SHORT EXERCISE => Return every line of the listing below unchanged, reproducing each one word for word.

(Items listed in a dataset)
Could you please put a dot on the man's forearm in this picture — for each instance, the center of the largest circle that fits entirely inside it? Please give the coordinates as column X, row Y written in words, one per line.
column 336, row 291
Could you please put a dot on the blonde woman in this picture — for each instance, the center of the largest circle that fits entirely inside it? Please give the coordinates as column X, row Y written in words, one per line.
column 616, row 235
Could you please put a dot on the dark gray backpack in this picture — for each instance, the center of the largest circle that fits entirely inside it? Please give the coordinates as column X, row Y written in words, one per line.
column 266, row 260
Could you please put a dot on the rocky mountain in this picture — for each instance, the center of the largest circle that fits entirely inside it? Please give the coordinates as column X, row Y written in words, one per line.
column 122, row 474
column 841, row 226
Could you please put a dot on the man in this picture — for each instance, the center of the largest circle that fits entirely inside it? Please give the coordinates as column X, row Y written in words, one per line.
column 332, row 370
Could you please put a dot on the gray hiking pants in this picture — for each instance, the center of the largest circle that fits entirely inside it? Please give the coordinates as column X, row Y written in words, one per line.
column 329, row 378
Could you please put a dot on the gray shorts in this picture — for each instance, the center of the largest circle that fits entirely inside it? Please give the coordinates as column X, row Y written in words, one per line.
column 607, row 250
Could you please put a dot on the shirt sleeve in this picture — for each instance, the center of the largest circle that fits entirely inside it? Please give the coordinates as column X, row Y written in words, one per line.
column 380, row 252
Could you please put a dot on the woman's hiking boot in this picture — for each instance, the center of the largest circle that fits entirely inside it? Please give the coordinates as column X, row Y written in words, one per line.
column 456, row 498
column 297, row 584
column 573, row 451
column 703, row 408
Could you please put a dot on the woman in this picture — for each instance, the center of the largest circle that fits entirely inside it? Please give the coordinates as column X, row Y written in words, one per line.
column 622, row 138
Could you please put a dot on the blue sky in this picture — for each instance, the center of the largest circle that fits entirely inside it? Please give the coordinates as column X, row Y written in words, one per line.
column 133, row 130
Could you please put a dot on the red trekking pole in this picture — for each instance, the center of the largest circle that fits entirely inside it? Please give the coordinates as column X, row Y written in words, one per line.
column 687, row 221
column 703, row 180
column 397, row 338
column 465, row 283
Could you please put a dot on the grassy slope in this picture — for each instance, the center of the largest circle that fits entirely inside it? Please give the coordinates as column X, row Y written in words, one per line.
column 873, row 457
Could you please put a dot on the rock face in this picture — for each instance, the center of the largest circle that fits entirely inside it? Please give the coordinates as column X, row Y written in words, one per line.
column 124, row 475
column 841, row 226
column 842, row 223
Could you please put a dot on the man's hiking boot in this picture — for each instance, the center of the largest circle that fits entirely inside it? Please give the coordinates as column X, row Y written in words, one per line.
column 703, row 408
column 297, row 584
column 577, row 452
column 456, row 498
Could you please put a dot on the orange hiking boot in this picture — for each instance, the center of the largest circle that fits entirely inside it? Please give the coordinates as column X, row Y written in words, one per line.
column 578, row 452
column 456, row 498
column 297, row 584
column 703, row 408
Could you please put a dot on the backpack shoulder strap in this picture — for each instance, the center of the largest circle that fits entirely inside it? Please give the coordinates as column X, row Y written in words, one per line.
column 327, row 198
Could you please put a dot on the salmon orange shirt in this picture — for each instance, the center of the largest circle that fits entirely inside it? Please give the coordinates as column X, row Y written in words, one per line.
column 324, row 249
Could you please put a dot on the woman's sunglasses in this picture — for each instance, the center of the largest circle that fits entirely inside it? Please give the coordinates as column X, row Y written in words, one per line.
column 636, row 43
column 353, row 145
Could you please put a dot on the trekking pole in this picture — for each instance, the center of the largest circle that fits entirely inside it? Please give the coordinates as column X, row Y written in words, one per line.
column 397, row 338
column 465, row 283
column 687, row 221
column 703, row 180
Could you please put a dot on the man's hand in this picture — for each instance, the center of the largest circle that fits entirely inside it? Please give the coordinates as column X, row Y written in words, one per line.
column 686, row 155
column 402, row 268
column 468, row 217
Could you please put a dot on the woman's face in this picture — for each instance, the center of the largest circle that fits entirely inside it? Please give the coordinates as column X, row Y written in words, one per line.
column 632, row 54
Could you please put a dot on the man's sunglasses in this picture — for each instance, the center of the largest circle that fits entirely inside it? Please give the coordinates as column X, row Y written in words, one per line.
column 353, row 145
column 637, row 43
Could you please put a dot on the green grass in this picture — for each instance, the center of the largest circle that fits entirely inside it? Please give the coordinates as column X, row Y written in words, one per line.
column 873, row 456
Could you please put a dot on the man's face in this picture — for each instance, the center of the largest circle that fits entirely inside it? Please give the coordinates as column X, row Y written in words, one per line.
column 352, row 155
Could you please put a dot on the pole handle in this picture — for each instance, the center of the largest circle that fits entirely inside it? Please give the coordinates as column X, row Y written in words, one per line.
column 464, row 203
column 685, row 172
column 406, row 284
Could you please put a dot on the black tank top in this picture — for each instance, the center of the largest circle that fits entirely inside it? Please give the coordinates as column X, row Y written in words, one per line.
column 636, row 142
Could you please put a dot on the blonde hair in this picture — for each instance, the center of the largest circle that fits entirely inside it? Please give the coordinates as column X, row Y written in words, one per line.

RESPONSE TO THIS TASK =>
Could you please put a dot on the man's forearm in this picture — for each instance, the center of the largest circle that fits entirely inside it? Please give the coordinates as column X, row Y written in words, one per line.
column 336, row 291
Could you please put a dot on the blonde woman in this picture — for each instance, the center of the largest circle that fits entirely inside it? Please give the coordinates as column X, row Y written in words, one per line.
column 616, row 235
Could you please put a dot on the dark gray backpack in this picture — for each instance, the center of the largest circle that fits entirely inside it? Please give the coordinates as column X, row Y written in words, one per line.
column 266, row 260
Could you please put a dot on the rocky mountain in this picture — for each instance, the center of the largest circle that fits entirely inside it? Please give the coordinates as column X, row Y written in words, one per line.
column 122, row 474
column 841, row 226
Could you please put a dot on the man in this picture — for each instance, the center of the largest circle that fits entirely inside it? Please give the coordinates as column X, row Y written in words, one per line.
column 332, row 370
Could you please put a dot on the gray hiking pants in this picture — for each instance, the center of the largest circle that fits entirely inside it? Please give the coordinates as column X, row Y written in words, one per line.
column 329, row 378
Could you please put a dot on the gray shorts in this picture — for each instance, the center of the largest circle that fits entirely inside it? Please give the coordinates as column X, row Y written in words, one per line.
column 607, row 250
Could you please put a dot on the shirt sleeve in this picture — for each instance, the center of the largest circle that fits entirely inside it? Please give the coordinates as column X, row Y written in words, one per line.
column 380, row 252
Could you please put a dot on the woman's hiking boot in this picture — for each instance, the center of the largest circle that fits entirely inside it? Please give the coordinates as column X, row Y written in words, one per line.
column 456, row 498
column 297, row 584
column 573, row 451
column 703, row 408
Could you please put a dot on the woman in this picture — for each instance, the center of the largest circle that fits entirely inside it? Please give the coordinates as column X, row Y written in words, one per line.
column 622, row 138
Could you please put a dot on the blue sky in this picture — for each instance, the center of the largest circle that fits entirely inside it? Please give the coordinates as column X, row Y written in words, one per line.
column 133, row 130
Could you please put a dot on the red trekking pole in this picture — for each instance, the center of the largest circle that fits entirely inside it? Please give the coordinates as column X, row Y written in words, one per line.
column 687, row 221
column 703, row 180
column 397, row 338
column 465, row 283
Could you please put a dot on the grassy slope in this picture — for each instance, the center of the largest circle that fits entirely inside it? Please give the coordinates as column X, row Y written in words, one per line.
column 873, row 457
Could you please put a dot on the rock face in this picture — for each instance, the center of the largest circle that fits entirely inside it? Please give the coordinates as column X, row Y written in words, one per line.
column 124, row 475
column 841, row 226
column 842, row 223
Could you please put a dot on the man's hiking boot in this picture — for each instance, the center of the largest circle that fits entirely inside it? Please give the coordinates as column X, row Y written in words, one per line.
column 703, row 408
column 297, row 584
column 577, row 452
column 456, row 498
Could you please put a dot on the orange hiking boot in this picture — for each instance, the center of the largest circle that fits entirely inside it? Please give the coordinates as column X, row Y written in words, one per line.
column 578, row 452
column 456, row 498
column 297, row 584
column 703, row 408
Could you please put a dot on the backpack shoulder strap in this picture — for each instance, the center of the largest circle that fits entirely inside it? Please give the coordinates as column X, row Y written in words, one per line.
column 327, row 198
Could you please put a dot on the salmon orange shirt in this picture — for each instance, the center of the largest circle that fits entirely inside it? Please give the coordinates as column X, row Y written in words, one per line.
column 324, row 249
Could you please put a dot on the woman's sunglasses in this picture — for each instance, the center of the largest circle that fits entirely inside it? Please give the coordinates as column X, row Y written in words, one per line.
column 636, row 43
column 353, row 145
Could you please put a dot on the trekking pole in this picture — for each instance, the center of the largest circle that fits entirely inside it? Please give the coordinates as column X, row Y written in words, one per line.
column 397, row 338
column 465, row 283
column 687, row 221
column 703, row 180
Could you please put a dot on the man's hand in this picture — for each instance, the center of the largest circle that fits entirely inside it? Please give the coordinates as column X, row Y written in words, one per line.
column 686, row 155
column 402, row 268
column 468, row 217
Could you please put a dot on the woman's face in this picture — for each instance, the center of the largest circle that fits entirely inside it? Please give the coordinates as column X, row Y written in words, one per line.
column 632, row 54
Could you please put a dot on the man's sunglasses in this picture — for each instance, the center of the largest circle that fits entirely inside it? Please give the coordinates as column X, row Y written in words, one per line.
column 353, row 145
column 637, row 43
Could you please put a dot on the green grass in this picture — for each instance, the center of the largest circle that fits entirely inside it? Please give the coordinates as column X, row Y written in words, one per line.
column 873, row 456
Could you please put a dot on the man's face in this picture — for each instance, the center of the largest circle that fits entirely inside it? Please give the coordinates as column X, row Y written in words, one per line.
column 352, row 155
Could you please put a dot on the pole handle in this picture — for each instance, the center of the largest circle that fits entirely inside it? Please give the coordinates as column X, row Y written in words, one per line.
column 464, row 203
column 685, row 172
column 406, row 284
Could you please put a dot on the black tank top in this picture — for each instance, the center of the largest circle that fits entirely inside it? Please give the coordinates as column X, row Y written in words, one per line.
column 636, row 142
Could you please put a dot on the blonde hair in this picture — for each instance, the center of the largest circle that fits entirely inside it? Please give the coordinates as column X, row Y written in words, one per line.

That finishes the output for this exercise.